### What the task requires
Copy out the entire passage about the horse trainer Mr. Heimer word for word.

### Provided text
○ ○ ○ ○
During his best season, 1982, Mr. Heimer saddled 130 victories to finish ninth nationally, with his horses winning almost $1.2 million. Among his multiple-stakes winners over the years were Cheating Arthur, Clocks Secret, Kohen Witha K and Two Davids.
"He probably had more stakes horses in this area than any other trainer during the last 10 years," said Bill Fidati of Garden State Park, where Mr. Heimer was the leading trainer in 1986 and was the third-ranked trainer, with 135 winners, since 1985, when the park reopened. "Without question, he was one of the most successful trainers in this area in the last 10 years and without question one of the best known and had one of the biggest followings among racing fans."
A trainer for 17 years in the Philadelphia area, and for five years before that in the Midwest, Mr. Heimer managed fitness and race-preparation programs for dozens of thoroughbreds, selecting everything from the races they would enter to the medication for their injuries.
"He could be abrasive, but in his abrasiveness he was more challenging of horse racing, and the people in it, to reach out for new horizons," said Richard Phillips, attorney for the Pennsylvania Horsemen's Benevolent and Protective Association and an associate and friend of 15 years.
"He's had the single largest influence on the racing industry in Pennsylvania, not only for his wins; his scope was much larger than that," Phillips said. "He was an innovator as far as medication, and was truly a leader amongst the people in the industry in striving to make the industry better."
The son of an Iowa accountant, Mr. Heimer started out set on a career as a math teacher. He was 14 when, at the urging of a neighbor, he landed a summer job walking horses for $25 a week in South Dakota.
It was then that his long neck brought him the nickname "Goose."
Horses remained a focus of Mr. Heimer's interest through high school and at
college in South Dakota, which he left during his senior year to concentrate his efforts on horses and racing.
○ ○ ○ ○
Natural-language object grounding data
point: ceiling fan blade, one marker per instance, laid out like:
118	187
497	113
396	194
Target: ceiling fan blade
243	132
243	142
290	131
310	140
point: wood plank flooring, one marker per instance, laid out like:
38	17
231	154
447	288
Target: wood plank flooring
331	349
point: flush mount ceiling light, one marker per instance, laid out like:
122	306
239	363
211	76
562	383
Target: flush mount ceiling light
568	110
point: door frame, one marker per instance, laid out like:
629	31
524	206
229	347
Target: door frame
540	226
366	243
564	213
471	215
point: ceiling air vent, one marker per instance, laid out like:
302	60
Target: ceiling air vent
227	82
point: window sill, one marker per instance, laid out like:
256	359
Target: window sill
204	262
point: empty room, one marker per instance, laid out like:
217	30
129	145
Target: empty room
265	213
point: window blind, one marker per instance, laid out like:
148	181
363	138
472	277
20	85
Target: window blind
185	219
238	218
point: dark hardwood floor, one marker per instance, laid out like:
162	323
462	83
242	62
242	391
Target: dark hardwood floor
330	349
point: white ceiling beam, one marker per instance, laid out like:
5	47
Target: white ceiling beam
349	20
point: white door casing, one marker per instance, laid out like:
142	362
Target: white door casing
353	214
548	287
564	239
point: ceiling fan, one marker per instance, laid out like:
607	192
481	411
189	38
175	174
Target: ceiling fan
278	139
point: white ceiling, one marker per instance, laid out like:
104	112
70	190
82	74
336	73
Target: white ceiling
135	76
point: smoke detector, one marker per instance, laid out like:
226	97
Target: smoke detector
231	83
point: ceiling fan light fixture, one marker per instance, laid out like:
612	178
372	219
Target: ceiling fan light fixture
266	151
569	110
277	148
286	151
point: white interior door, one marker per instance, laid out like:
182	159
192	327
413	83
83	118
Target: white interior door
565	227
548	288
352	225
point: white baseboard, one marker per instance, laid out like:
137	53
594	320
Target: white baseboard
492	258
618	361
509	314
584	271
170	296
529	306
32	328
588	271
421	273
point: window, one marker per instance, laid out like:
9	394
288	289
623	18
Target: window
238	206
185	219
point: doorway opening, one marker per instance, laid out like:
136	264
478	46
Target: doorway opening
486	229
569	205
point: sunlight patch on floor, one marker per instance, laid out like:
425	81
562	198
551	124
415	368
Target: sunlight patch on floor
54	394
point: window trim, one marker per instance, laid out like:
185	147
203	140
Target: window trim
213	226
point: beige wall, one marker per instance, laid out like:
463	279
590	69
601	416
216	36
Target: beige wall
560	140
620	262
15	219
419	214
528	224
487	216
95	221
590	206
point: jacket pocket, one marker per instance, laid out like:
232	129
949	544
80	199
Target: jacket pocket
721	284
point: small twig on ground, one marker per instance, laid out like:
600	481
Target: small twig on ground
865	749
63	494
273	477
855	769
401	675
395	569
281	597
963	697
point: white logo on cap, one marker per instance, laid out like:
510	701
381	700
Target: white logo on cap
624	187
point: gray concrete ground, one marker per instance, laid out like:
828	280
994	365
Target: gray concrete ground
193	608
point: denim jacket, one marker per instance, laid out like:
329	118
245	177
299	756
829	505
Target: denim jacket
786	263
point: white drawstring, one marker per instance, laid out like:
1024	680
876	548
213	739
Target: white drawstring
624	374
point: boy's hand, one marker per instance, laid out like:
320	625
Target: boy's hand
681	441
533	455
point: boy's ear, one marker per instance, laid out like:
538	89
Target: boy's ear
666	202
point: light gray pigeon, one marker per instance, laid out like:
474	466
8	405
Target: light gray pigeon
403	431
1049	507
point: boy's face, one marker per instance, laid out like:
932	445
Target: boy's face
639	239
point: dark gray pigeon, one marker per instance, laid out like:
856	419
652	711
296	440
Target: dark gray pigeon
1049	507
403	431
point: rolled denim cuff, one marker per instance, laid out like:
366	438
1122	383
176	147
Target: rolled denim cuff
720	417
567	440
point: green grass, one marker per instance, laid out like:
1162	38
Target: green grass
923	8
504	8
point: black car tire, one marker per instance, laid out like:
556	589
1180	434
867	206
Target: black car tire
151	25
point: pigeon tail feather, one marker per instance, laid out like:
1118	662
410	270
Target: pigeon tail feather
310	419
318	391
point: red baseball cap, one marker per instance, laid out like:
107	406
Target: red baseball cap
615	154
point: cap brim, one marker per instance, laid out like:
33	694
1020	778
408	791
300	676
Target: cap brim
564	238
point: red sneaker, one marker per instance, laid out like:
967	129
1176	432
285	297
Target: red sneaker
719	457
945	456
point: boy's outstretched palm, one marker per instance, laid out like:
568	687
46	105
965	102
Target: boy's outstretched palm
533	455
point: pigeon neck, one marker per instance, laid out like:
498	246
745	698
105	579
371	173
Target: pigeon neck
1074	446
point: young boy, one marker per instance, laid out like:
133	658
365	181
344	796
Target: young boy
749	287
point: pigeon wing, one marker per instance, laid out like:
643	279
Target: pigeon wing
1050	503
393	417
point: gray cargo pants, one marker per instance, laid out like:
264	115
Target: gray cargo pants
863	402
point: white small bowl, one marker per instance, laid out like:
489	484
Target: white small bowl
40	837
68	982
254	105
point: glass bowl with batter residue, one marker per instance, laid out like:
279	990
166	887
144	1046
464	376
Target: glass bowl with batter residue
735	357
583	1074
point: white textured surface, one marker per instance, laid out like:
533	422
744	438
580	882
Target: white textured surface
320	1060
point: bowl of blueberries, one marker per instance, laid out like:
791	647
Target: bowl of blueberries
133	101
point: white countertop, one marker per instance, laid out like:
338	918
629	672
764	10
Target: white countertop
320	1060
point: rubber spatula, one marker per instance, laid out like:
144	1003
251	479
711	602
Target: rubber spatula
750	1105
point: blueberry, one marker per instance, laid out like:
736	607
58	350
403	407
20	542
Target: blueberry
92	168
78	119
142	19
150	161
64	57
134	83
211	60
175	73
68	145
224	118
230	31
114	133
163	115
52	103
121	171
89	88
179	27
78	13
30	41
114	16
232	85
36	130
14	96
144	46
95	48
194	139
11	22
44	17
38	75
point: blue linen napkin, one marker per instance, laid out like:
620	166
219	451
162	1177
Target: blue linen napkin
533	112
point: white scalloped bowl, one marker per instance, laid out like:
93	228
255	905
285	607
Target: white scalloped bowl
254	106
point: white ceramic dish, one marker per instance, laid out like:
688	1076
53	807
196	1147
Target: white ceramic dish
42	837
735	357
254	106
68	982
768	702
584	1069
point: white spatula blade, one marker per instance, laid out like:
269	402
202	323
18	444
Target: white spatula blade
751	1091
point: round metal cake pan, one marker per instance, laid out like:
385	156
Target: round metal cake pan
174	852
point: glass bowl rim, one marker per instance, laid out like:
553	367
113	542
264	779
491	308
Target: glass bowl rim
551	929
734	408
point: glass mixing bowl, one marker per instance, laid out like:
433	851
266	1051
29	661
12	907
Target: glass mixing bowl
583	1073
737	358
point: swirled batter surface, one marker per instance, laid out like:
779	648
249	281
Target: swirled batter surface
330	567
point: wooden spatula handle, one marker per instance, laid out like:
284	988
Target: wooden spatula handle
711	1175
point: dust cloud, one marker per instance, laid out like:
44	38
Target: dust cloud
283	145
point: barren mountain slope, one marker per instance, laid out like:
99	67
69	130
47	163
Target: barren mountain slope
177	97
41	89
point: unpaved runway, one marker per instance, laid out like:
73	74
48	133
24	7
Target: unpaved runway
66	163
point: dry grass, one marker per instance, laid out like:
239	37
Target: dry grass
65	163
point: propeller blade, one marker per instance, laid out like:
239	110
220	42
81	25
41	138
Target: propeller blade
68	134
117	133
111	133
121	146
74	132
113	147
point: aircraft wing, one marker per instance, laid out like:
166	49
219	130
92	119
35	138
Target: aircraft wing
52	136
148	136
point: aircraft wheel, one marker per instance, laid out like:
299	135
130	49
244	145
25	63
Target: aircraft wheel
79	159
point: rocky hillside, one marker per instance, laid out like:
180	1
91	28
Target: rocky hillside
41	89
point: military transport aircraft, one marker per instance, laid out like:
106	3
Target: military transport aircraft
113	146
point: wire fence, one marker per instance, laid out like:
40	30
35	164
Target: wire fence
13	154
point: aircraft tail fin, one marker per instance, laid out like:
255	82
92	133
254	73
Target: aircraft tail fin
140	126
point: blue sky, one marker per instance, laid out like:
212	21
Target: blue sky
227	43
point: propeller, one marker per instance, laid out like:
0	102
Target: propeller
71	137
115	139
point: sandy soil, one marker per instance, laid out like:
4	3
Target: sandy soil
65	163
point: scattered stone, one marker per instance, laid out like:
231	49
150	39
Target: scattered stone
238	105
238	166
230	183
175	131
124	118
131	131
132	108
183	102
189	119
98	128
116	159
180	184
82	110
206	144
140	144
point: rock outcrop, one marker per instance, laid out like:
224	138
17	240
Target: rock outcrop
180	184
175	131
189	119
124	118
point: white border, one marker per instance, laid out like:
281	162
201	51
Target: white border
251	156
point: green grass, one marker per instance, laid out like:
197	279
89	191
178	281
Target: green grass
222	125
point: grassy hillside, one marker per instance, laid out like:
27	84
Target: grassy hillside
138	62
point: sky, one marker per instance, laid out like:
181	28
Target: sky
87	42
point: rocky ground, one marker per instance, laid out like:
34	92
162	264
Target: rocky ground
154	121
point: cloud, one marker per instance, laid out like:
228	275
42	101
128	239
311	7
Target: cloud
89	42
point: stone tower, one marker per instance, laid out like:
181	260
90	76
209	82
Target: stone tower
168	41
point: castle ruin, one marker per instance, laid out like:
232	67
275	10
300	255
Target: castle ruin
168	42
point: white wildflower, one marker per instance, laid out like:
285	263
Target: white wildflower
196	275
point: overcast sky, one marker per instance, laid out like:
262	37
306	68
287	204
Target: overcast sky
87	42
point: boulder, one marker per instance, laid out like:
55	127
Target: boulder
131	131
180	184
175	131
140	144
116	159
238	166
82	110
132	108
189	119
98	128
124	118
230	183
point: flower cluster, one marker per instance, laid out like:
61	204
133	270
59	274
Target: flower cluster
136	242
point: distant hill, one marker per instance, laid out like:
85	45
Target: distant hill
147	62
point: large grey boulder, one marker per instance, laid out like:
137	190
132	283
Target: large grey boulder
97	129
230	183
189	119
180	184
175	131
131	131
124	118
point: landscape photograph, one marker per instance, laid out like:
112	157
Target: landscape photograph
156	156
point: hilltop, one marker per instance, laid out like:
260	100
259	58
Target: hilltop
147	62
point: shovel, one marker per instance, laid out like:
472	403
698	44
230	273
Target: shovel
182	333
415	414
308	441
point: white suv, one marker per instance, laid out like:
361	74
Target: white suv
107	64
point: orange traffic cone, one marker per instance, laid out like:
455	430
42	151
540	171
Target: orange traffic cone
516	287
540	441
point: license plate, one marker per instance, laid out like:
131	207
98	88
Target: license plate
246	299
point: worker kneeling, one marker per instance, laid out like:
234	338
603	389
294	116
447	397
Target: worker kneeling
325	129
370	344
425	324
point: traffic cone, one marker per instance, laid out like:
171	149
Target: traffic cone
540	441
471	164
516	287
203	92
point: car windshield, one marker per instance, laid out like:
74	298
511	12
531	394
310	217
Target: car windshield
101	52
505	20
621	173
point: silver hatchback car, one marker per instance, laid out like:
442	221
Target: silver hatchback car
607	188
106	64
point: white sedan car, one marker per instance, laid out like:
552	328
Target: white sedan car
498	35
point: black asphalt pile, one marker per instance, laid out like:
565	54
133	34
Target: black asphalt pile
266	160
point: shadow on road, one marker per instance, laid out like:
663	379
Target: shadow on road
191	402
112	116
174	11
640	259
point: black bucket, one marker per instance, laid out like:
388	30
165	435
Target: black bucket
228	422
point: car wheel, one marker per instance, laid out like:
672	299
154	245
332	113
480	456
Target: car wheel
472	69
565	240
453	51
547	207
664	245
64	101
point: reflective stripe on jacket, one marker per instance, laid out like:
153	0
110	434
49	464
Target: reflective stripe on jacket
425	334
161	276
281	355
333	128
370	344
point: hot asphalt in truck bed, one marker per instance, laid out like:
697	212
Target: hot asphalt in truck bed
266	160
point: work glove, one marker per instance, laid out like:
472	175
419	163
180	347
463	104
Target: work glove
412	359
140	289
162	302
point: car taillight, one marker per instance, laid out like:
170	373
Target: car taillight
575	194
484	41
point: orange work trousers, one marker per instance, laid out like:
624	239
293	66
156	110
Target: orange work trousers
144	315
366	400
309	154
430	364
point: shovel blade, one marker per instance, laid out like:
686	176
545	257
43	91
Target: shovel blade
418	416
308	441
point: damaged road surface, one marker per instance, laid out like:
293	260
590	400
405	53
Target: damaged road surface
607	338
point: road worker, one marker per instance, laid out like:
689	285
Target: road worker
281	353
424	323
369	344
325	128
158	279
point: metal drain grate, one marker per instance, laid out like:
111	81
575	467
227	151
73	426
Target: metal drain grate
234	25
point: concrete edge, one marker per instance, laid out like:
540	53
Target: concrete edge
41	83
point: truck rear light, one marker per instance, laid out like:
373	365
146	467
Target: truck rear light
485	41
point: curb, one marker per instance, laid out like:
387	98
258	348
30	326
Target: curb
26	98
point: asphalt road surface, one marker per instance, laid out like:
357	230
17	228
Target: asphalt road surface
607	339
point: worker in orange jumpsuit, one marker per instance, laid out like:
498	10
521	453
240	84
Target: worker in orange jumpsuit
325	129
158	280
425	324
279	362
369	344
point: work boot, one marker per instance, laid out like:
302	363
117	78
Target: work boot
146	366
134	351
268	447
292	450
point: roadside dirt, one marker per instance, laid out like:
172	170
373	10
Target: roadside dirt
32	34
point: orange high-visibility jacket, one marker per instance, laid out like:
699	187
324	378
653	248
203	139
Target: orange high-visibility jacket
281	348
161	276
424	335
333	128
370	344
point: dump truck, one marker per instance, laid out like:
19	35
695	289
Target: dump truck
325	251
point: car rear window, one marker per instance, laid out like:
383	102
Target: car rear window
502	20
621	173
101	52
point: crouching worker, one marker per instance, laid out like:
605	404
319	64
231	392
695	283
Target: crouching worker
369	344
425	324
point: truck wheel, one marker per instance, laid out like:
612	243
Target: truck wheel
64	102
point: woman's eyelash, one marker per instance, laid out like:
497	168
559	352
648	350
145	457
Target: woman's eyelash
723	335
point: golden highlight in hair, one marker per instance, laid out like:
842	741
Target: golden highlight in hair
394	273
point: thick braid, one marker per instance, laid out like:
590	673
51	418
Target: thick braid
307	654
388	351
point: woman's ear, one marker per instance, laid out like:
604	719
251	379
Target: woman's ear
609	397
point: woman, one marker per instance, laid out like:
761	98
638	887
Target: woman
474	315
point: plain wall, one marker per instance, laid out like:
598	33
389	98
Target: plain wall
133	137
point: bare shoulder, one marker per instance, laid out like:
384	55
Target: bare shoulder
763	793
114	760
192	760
○ ○ ○ ○
### Output for this task
During his best season, 1982, Mr. Heimer saddled 130 victories to finish ninth nationally, with his horses winning almost $1.2 million. Among his multiple-stakes winners over the years were Cheating Arthur, Clocks Secret, Kohen Witha K and Two Davids.
"He probably had more stakes horses in this area than any other trainer during the last 10 years," said Bill Fidati of Garden State Park, where Mr. Heimer was the leading trainer in 1986 and was the third-ranked trainer, with 135 winners, since 1985, when the park reopened. "Without question, he was one of the most successful trainers in this area in the last 10 years and without question one of the best known and had one of the biggest followings among racing fans."
A trainer for 17 years in the Philadelphia area, and for five years before that in the Midwest, Mr. Heimer managed fitness and race-preparation programs for dozens of thoroughbreds, selecting everything from the races they would enter to the medication for their injuries.
"He could be abrasive, but in his abrasiveness he was more challenging of horse racing, and the people in it, to reach out for new horizons," said Richard Phillips, attorney for the Pennsylvania Horsemen's Benevolent and Protective Association and an associate and friend of 15 years.
"He's had the single largest influence on the racing industry in Pennsylvania, not only for his wins; his scope was much larger than that," Phillips said. "He was an innovator as far as medication, and was truly a leader amongst the people in the industry in striving to make the industry better."
The son of an Iowa accountant, Mr. Heimer started out set on a career as a math teacher. He was 14 when, at the urging of a neighbor, he landed a summer job walking horses for $25 a week in South Dakota.
It was then that his long neck brought him the nickname "Goose."
Horses remained a focus of Mr. Heimer's interest through high school and at
college in South Dakota, which he left during his senior year to concentrate his efforts on horses and racing.